Identify every line of the entries that contains the word "collar" and copy each such line in full. Treat case as significant.
⟨
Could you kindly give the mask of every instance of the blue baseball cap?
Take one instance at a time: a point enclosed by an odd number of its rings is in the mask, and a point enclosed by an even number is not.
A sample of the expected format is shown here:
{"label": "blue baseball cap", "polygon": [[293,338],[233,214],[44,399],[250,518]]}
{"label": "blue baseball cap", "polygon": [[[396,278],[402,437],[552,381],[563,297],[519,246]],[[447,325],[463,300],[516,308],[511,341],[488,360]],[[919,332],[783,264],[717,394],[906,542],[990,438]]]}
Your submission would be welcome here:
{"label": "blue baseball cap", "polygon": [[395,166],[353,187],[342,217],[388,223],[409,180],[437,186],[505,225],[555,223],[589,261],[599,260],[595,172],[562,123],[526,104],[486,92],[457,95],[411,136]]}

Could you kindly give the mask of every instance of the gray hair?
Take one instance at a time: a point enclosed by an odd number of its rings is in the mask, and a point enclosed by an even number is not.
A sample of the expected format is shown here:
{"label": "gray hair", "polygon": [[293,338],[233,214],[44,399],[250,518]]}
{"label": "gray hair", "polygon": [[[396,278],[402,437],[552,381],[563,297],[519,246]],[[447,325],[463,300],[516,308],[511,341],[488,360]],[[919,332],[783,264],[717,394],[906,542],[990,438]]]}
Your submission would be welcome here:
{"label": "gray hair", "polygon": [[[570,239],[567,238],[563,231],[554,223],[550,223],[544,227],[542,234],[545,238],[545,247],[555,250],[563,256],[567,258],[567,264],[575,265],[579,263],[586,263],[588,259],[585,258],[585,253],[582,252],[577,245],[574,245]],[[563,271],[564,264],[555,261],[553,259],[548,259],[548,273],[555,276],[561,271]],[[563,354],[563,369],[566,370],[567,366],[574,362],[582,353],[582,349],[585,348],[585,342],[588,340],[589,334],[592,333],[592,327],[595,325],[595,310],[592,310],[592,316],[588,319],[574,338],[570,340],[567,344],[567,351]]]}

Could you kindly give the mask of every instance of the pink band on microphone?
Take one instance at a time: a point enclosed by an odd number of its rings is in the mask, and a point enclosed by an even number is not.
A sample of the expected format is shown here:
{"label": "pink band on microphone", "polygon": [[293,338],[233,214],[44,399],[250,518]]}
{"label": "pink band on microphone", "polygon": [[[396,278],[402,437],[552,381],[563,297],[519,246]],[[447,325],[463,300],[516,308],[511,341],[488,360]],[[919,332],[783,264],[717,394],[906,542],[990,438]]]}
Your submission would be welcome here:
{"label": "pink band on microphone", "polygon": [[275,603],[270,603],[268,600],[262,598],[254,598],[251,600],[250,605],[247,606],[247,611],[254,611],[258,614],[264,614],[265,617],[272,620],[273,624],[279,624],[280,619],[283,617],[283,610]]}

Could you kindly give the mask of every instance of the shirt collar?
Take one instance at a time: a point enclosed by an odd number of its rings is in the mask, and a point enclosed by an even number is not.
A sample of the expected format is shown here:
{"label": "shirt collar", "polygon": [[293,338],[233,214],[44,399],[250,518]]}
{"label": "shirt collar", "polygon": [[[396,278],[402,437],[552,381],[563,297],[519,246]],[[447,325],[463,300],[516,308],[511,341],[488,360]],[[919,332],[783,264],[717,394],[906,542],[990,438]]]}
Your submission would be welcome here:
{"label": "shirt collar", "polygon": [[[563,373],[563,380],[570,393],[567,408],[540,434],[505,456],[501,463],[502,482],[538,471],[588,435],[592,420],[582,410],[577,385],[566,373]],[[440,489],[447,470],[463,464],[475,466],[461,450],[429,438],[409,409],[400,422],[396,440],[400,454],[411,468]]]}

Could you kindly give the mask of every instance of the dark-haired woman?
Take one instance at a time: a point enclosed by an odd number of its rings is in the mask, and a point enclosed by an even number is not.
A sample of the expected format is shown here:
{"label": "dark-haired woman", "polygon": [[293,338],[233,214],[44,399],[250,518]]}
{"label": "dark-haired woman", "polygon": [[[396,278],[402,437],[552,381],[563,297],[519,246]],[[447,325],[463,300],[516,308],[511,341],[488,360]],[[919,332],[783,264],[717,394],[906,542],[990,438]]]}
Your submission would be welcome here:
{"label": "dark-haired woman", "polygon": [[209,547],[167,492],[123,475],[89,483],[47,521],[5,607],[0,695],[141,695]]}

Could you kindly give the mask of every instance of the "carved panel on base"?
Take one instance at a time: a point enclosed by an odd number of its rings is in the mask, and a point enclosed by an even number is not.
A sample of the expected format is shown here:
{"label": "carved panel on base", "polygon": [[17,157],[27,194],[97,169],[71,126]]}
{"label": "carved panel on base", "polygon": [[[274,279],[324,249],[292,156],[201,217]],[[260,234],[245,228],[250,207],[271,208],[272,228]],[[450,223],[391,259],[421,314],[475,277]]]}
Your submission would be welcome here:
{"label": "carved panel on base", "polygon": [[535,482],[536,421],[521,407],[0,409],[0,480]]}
⟩
▶ Answer to this problem:
Could you kindly give the mask of every instance of the shirt collar?
{"label": "shirt collar", "polygon": [[293,338],[233,214],[44,399],[250,518]]}
{"label": "shirt collar", "polygon": [[[396,278],[402,437],[552,381],[563,297],[519,246]],[[447,325],[463,300],[516,308],[511,341],[488,360]],[[919,332],[783,264],[717,394],[906,542],[990,438]]]}
{"label": "shirt collar", "polygon": [[[563,373],[563,380],[570,393],[567,408],[540,434],[505,456],[501,463],[502,482],[538,471],[588,435],[592,420],[582,410],[577,385],[566,373]],[[440,489],[447,470],[463,464],[475,466],[461,450],[429,438],[409,409],[400,422],[396,440],[400,454],[411,468]]]}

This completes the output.